— SELECTED EXCERPT —
=======

Data migration from the ARCHER2 4-cabinet system to the ARCHER2 full system
This short guide explains how to move data from from the work file system on the ARCHER2 4-cabinet system to the ARCHER2 full system. Your space on the home file system is shared between the ARCHER2 4-cabinet system and the ARCHER2 full system so everything from your home directory is already effectively transferred.
Note
This section assumes that you have an active ARCHER2 4-cabinet system and ARCHER2 full system account, and that you have successfully logged in to both accounts.
Tip
Unlike normal access, ARCHER2 4-cabinet system to ARCHER2 full system transfer has been set up to require only one form of authentication. You will only need one factor to authenticate from the 4-cab to the full system or vice versa. This factor can be either an SSH key (that has been registered against your account in SAFE) or you can use your passowrd. If you have a large amount of data to transfer you may want to setup a passphrase-less SSH key on ARCHER2 full system and use the data analysis nodes to run transfers via a Slurm job.
Transferring data interactively from the 4-cabinet system to the full system
First, login to the ARCHER2 4-cabinet system (making sure to change auser
to your username):
ssh auser@login-4c.archer2.ac.uk
Then, combine important research data into a single archive file using the following command:
tar -czf all_my_files.tar.gz file1.txt file2.txt directory1/
Please be selective -- the more data you want to transfer, the more time it will take.
Unpack the archive file in the destination directory
tar -xzf all_my_files.tar.gz
Transferring data using rsync
(recommended)
Begin the data transfer from the ARCHER2 4-cabinet system to the ARCHER2 full
system using rsync
:
rsync -Pv all_my_files.tar.gz a2user@login.archer2.ac.uk:/work/t01/t01/a2user
When running this command, you will be prompted to enter your ARCHER2
password -- this is the same password for the ARCHER2 4-cabinet system
and the ARCHER2 full system. Enter it and the data transfer will begin.
Remember to replace a2user
with your ARCHER2 username, and t01
with
the budget associated with that username.
We use the -P
flag to allow partial transfer -- the same
command could be used to restart the transfer after a loss of
connection. We move our research archive to our project work directory
on the ARCHER2 full system.

=======

— EXCERPTED DATA —
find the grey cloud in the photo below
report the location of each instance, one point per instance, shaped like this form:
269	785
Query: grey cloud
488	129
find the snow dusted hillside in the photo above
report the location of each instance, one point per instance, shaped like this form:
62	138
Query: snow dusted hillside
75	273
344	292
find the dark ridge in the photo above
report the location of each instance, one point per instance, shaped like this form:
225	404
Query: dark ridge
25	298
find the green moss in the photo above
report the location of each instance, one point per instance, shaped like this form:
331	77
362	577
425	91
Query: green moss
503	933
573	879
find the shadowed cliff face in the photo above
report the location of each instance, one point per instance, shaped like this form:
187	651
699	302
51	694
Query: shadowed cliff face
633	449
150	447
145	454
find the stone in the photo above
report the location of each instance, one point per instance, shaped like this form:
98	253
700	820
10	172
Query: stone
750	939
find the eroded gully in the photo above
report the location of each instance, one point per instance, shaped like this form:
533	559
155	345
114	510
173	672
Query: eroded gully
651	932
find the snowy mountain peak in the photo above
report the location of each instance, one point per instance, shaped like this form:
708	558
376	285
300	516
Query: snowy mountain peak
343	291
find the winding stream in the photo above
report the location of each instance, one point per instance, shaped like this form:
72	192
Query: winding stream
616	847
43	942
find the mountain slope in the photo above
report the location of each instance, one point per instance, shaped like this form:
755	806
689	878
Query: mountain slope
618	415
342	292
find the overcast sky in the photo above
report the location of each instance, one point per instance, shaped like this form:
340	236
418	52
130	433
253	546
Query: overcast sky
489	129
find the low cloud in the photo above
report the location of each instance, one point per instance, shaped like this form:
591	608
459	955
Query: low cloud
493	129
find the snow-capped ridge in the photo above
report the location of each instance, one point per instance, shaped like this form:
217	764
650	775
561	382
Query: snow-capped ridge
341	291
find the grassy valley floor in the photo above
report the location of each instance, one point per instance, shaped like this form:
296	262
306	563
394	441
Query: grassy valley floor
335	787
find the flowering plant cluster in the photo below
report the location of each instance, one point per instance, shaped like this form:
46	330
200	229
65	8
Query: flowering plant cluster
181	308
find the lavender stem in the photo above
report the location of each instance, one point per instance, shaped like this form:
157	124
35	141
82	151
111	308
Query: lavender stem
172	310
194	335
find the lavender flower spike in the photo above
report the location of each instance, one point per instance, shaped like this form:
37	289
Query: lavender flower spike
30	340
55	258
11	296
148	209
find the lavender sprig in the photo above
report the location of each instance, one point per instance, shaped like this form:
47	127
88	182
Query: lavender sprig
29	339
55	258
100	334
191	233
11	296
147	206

=======

— OBJECTIVE —
Extend the ARCHER2 data migration guide, picking up after its final sentence. The entries come from a separate source and are unrelated to the ARCHER2 guide.

— ANSWER FOR THIS EXERCISE —
Transferring data using scp
If you are unconcerned about being able to restart an interrupted
transfer, you could instead use the scp
command,
scp all_my_files.tar.gz a2user@login.archer2.ac.uk:/work/t01/t01/a2user/
but rsync
is recommended for larger transfers.
Transferring data via the serial queue
It may be convenient to submit long data transfers to the serial queue. In this case, a number of simple preparatory steps are required to authenticate:
- On the full system, create a new ssh key pair without passphrase (just press return when prompted).
- Add the new public key to SAFE against your machine account.
- Use this key pair for
ssh/scp
commands in the serial queue to authenticate. As it has been arranged that only one of ssh key/password are required between the serial nodes and the 4-cabinet system, this is sufficient.
An example serial queue script using rsync
might be:
#!/bin/bash
# Slurm job options (job-name, job time)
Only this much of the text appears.